EXERCISE:
Drop all pictures and repeat exactly the lines from the line holding "Please point out the suit jacket" through the end of the records.

Begin

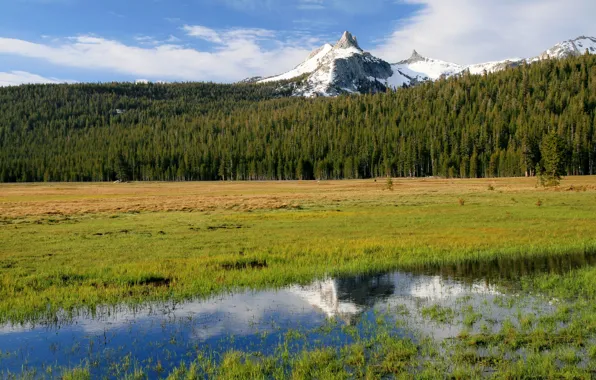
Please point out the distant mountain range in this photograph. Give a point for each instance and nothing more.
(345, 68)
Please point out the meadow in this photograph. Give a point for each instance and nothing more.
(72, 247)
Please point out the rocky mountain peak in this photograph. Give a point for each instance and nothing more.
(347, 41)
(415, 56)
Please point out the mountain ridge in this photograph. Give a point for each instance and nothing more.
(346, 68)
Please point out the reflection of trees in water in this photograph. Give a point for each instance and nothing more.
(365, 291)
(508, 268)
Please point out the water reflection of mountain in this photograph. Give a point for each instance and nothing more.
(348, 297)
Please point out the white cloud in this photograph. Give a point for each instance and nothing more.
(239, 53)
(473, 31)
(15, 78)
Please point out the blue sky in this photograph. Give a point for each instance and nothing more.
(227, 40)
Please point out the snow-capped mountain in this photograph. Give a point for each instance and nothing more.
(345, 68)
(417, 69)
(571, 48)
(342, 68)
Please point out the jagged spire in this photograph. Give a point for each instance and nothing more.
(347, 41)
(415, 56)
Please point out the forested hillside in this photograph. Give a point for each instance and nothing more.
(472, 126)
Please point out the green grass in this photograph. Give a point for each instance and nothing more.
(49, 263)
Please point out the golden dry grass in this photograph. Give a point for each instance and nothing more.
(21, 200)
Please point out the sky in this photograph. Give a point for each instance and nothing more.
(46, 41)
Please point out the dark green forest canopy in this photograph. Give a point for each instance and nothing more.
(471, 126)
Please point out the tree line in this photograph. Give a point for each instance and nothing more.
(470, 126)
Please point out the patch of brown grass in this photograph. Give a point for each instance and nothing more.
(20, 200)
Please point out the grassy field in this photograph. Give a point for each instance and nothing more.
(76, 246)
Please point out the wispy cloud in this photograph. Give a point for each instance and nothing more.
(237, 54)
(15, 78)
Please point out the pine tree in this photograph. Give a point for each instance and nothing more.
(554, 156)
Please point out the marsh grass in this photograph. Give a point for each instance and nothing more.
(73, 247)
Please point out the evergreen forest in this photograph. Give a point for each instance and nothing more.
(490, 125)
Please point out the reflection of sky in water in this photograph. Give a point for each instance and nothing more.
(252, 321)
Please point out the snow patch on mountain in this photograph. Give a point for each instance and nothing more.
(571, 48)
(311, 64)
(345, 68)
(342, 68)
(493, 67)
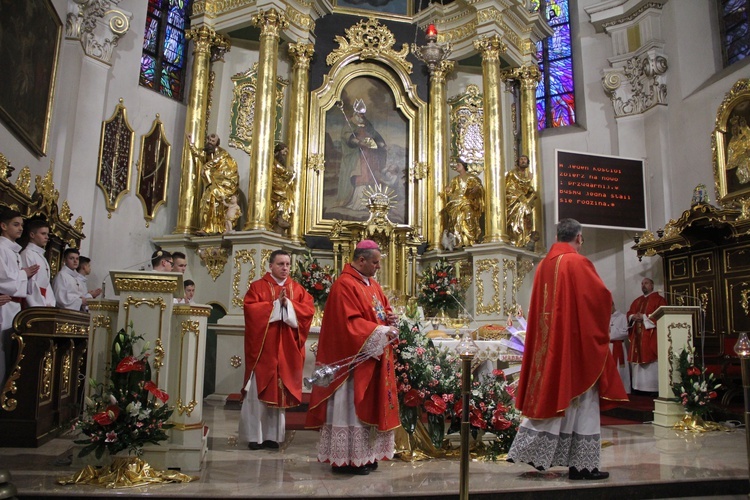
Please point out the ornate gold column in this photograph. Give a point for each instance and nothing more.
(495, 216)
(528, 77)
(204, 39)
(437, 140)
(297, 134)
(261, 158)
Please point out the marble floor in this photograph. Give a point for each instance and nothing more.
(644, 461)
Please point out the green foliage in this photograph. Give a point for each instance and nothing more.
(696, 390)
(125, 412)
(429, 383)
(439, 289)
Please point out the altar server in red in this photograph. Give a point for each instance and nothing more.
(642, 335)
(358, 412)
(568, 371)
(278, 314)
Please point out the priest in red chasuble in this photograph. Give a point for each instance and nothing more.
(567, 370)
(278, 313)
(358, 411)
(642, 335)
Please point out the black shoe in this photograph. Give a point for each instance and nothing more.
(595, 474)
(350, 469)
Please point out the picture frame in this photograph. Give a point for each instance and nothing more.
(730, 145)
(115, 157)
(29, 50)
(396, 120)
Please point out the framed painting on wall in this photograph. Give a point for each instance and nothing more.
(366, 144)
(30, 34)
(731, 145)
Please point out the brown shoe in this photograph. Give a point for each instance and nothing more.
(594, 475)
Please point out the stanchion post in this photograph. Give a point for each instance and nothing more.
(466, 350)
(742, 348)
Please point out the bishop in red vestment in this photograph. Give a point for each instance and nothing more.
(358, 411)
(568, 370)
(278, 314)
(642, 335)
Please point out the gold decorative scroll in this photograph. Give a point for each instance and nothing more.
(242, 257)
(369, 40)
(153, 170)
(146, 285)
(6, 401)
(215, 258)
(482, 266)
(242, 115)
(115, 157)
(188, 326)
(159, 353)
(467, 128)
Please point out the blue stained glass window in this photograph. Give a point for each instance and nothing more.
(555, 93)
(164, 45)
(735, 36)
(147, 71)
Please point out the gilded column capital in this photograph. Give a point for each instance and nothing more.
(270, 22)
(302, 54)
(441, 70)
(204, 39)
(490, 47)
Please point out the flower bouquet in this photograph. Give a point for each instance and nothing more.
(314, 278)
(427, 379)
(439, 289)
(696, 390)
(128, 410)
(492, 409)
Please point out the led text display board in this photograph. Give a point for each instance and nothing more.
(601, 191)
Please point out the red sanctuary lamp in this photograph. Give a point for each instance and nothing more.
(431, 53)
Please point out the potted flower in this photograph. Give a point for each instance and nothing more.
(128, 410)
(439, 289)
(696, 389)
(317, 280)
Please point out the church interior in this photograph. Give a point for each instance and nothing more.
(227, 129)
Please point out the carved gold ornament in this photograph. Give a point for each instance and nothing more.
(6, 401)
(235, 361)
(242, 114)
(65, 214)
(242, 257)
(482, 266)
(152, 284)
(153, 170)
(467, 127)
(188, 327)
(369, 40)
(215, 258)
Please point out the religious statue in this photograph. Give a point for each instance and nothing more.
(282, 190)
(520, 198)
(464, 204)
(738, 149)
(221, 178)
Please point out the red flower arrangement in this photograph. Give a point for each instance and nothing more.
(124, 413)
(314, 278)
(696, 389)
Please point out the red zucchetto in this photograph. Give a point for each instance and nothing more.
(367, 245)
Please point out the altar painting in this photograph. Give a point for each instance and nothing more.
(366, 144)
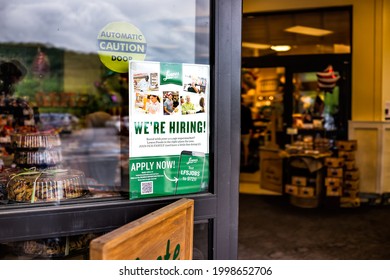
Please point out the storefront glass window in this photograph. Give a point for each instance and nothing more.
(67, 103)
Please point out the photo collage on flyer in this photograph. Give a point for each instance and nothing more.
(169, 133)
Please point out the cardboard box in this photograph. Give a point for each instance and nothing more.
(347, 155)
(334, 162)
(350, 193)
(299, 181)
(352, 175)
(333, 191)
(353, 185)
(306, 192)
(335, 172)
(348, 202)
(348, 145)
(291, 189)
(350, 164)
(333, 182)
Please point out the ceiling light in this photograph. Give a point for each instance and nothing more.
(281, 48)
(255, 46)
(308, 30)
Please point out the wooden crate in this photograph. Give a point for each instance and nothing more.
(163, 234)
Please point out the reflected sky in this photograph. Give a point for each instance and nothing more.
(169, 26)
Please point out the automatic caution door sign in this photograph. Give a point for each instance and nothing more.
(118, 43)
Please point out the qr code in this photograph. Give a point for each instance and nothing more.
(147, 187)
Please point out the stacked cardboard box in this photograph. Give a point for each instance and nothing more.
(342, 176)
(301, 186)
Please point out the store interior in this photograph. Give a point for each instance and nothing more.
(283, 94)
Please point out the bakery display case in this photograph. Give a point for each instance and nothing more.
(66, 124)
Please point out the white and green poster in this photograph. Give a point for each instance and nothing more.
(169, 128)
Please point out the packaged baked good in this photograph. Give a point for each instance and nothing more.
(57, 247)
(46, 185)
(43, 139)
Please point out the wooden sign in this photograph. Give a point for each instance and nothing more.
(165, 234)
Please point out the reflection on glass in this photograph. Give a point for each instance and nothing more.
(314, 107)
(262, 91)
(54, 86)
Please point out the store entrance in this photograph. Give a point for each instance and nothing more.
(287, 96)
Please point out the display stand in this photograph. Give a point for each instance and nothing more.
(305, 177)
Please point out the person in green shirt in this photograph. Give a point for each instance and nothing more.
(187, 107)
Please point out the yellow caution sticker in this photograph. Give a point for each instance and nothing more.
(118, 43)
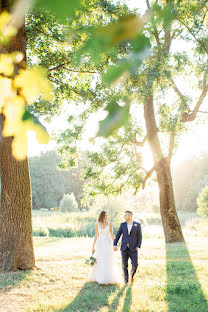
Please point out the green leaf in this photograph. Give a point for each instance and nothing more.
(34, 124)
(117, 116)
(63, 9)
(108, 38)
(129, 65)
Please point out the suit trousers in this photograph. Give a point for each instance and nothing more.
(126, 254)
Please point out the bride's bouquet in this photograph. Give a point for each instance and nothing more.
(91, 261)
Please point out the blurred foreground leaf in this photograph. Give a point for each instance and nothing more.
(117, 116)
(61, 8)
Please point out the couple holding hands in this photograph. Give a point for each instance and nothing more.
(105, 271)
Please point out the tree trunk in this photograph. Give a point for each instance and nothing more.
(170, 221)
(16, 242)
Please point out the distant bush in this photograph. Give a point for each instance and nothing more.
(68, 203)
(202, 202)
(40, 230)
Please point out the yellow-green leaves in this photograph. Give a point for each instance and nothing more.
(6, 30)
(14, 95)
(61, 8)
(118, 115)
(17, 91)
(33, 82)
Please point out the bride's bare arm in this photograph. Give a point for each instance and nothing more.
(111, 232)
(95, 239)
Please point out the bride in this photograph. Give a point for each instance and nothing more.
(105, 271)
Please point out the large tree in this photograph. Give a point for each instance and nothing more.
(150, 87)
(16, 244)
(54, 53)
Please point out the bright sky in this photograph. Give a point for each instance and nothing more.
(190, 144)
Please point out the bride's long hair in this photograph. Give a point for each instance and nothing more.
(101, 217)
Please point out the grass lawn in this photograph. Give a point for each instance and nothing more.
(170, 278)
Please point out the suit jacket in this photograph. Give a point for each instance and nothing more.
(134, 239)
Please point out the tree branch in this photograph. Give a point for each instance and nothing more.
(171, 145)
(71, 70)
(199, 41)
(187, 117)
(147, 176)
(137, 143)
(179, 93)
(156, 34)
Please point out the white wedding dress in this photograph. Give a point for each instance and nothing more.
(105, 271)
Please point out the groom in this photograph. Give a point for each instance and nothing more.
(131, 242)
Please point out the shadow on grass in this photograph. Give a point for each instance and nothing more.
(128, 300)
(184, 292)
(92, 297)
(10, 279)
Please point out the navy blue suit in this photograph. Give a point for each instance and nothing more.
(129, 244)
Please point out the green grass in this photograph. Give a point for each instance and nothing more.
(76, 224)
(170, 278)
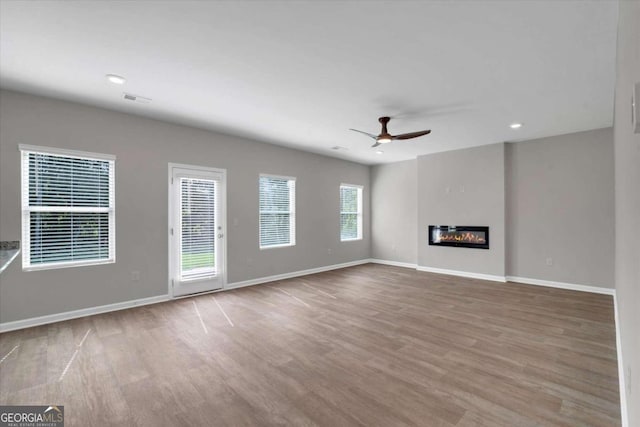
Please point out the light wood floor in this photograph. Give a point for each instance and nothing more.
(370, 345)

End

RESULT BELOW:
Please point out the suit jacket in this photograph. Give a point for each instance and nothing more.
(134, 239)
Please point out the tree branch in this photograph. Give a point for each instance and nothing more.
(171, 145)
(71, 70)
(199, 41)
(187, 117)
(147, 176)
(137, 143)
(179, 93)
(156, 34)
Please point out the white wedding dress in this photograph. Give a point for each instance and nothing more.
(105, 271)
Please point out the groom in this photograph. Give a point for each instance and nothing more.
(131, 242)
Please point out the shadow on grass in this photograph. Give a point for each instance and nothing more.
(128, 300)
(184, 292)
(92, 297)
(10, 279)
Please point out the navy blue suit in this photograph. Give a point for each instance and nothing more.
(129, 244)
Please point out the green grass in this photograph. Give a point for each instance and nothing more.
(76, 224)
(170, 278)
Please point out the light wood floor in this photograph. Give a point for each instance and nothing more.
(370, 345)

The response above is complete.